リモートワークで分散する端末からのログ収集が困難に
最後に加山氏は、新型コロナウイルスの影響でリモートワークが増えるなど多くの変化が起こっている状況下で、SOCに影響はあるのか。そして、ログ分析にはどのような有用性が期待されるのかを訊いた。
まず、SOCのオペレーションについては、AWSやGCPなどのクラウドプラットフォーム上にシステムがあることや、オンプレミスでもVPNを通じてリモートメンテナンスができるため、リモートワークでもさほど影響を受けていないと茂岩氏は述べた。
一方で、ログを取得する環境は大きく変わってしまったという。従来は、社員がオフィスの中で勤務していればプロキシなど会社のネットワークゲートウェイがあるため、ログを監視していれば社内の端末による外部へのアクセス状況を把握することができた。ところが、リモートワークの場合、プロキシを通らない環境もある。
「あらかじめEDRや資産管理ソフトが入っている場合は良いが、そうでないのなら、ログを収集・管理する仕組みを検討した方がよい」と茂岩氏はアドバイスをおくる。例えば、オープンソースの「osquery」のようなシステムモニタリングツールを導入するなどの仕組みが必要となるという。
また、「デジタル・フォレンジック」と呼ばれる、不正行為や情報漏えいといった問題が発生した場合の調査においても、大きな影響を受けているという。実際に問題が発生した場合でも、リモート環境から回収できないログがあることもあり、それらをどう回収していくかが課題となっていると茂岩氏は警鐘を鳴らした。
講演の最後に茂岩氏は「セキュリティ分野におけるログ分析はまだ確立されておらず、市民権を得られていないと感じています。皆さん、スモールスタートでもいいのでログ分析を始めてください。機会があれば、日本シーサート協議会のワーキンググループなどで情報交換させてください」とメッセージを送った。

▸ 作業指示
A. 本文の「一方で、ログを取得する環境は」から「ると茂岩氏は警鐘を鳴らした。」まで（両端を含む）を、「システムモニタリングツール」を「監視ツール」に置き換えて更新しなさい。
B. 本文によると、SOCのオペレーションがリモートワークでもさほど影響を受けていない理由として、茂岩氏は何を挙げたか。

▸ コレクションから抜き出した項目

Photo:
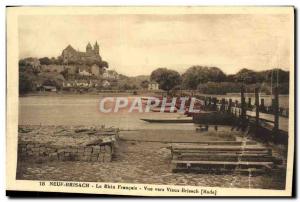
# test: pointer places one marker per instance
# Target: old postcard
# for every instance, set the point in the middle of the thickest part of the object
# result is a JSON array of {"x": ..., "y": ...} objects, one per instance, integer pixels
[{"x": 151, "y": 101}]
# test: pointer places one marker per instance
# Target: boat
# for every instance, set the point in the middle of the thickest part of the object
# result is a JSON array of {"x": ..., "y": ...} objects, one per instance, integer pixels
[
  {"x": 170, "y": 120},
  {"x": 166, "y": 109}
]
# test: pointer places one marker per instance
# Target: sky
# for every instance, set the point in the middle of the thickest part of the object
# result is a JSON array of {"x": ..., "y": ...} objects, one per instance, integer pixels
[{"x": 137, "y": 44}]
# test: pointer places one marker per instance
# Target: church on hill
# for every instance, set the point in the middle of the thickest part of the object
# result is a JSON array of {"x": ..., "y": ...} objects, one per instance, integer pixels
[{"x": 90, "y": 57}]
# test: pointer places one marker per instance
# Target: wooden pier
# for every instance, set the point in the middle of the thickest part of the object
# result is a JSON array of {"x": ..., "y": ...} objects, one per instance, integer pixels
[{"x": 228, "y": 156}]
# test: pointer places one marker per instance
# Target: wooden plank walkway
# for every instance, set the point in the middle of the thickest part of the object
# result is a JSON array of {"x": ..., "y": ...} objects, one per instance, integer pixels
[
  {"x": 215, "y": 156},
  {"x": 269, "y": 118}
]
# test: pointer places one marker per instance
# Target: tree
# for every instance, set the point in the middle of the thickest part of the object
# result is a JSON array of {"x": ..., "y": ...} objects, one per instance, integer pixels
[
  {"x": 45, "y": 61},
  {"x": 196, "y": 75},
  {"x": 166, "y": 78},
  {"x": 144, "y": 84},
  {"x": 25, "y": 84}
]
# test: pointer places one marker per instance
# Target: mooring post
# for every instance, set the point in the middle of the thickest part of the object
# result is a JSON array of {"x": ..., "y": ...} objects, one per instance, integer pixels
[
  {"x": 249, "y": 103},
  {"x": 262, "y": 105},
  {"x": 222, "y": 109},
  {"x": 214, "y": 103},
  {"x": 230, "y": 106},
  {"x": 276, "y": 110},
  {"x": 243, "y": 107},
  {"x": 256, "y": 107}
]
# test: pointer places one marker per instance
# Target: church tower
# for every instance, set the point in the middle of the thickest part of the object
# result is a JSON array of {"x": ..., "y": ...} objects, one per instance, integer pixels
[
  {"x": 89, "y": 48},
  {"x": 96, "y": 48}
]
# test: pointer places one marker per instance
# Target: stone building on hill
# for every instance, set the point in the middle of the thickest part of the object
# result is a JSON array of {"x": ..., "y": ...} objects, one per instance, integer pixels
[{"x": 90, "y": 57}]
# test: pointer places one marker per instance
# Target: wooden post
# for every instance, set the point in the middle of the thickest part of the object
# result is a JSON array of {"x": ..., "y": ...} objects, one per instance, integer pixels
[
  {"x": 276, "y": 109},
  {"x": 262, "y": 105},
  {"x": 230, "y": 105},
  {"x": 243, "y": 107},
  {"x": 222, "y": 109},
  {"x": 249, "y": 103},
  {"x": 214, "y": 103},
  {"x": 257, "y": 107}
]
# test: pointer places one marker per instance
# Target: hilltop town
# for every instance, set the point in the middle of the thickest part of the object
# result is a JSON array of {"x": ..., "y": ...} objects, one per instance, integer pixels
[
  {"x": 73, "y": 71},
  {"x": 76, "y": 71}
]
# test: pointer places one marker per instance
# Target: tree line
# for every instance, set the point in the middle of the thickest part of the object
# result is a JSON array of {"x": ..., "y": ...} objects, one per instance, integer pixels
[{"x": 212, "y": 80}]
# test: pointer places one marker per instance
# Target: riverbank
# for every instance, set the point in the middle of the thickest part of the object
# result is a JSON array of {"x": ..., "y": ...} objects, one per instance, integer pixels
[{"x": 143, "y": 156}]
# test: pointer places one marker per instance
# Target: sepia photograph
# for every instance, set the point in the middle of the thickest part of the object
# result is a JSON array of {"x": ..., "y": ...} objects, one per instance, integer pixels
[{"x": 151, "y": 101}]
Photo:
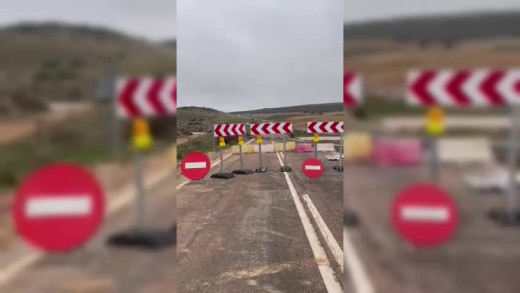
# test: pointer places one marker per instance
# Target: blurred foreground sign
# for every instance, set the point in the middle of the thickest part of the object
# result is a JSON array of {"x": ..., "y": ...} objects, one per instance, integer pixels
[
  {"x": 58, "y": 208},
  {"x": 424, "y": 215}
]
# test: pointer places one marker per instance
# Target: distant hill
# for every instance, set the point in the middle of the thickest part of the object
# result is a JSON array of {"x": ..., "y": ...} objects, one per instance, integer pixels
[
  {"x": 456, "y": 27},
  {"x": 312, "y": 108},
  {"x": 50, "y": 61}
]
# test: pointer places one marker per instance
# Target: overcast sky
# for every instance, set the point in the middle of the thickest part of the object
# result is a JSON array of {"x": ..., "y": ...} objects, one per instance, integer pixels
[
  {"x": 238, "y": 55},
  {"x": 155, "y": 19}
]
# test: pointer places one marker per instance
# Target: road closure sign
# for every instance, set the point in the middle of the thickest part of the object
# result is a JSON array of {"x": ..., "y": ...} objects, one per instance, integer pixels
[
  {"x": 312, "y": 168},
  {"x": 58, "y": 208},
  {"x": 195, "y": 166},
  {"x": 424, "y": 215}
]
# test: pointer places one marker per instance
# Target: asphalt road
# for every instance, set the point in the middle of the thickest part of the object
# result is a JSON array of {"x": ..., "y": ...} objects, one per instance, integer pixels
[
  {"x": 482, "y": 257},
  {"x": 100, "y": 268},
  {"x": 245, "y": 234}
]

▸ 解答
A.
一方で、ログを取得する環境は大きく変わってしまったという。従来は、社員がオフィスの中で勤務していればプロキシなど会社のネットワークゲートウェイがあるため、ログを監視していれば社内の端末による外部へのアクセス状況を把握することができた。ところが、リモートワークの場合、プロキシを通らない環境もある。
「あらかじめEDRや資産管理ソフトが入っている場合は良いが、そうでないのなら、ログを収集・管理する仕組みを検討した方がよい」と茂岩氏はアドバイスをおくる。例えば、オープンソースの「osquery」のような監視ツールを導入するなどの仕組みが必要となるという。
また、「デジタル・フォレンジック」と呼ばれる、不正行為や情報漏えいといった問題が発生した場合の調査においても、大きな影響を受けているという。実際に問題が発生した場合でも、リモート環境から回収できないログがあることもあり、それらをどう回収していくかが課題となっていると茂岩氏は警鐘を鳴らした。

B. AWSやGCPなどのクラウドプラットフォーム上にシステムがあることと、オンプレミスでもVPNを通じてリモートメンテナンスができることである。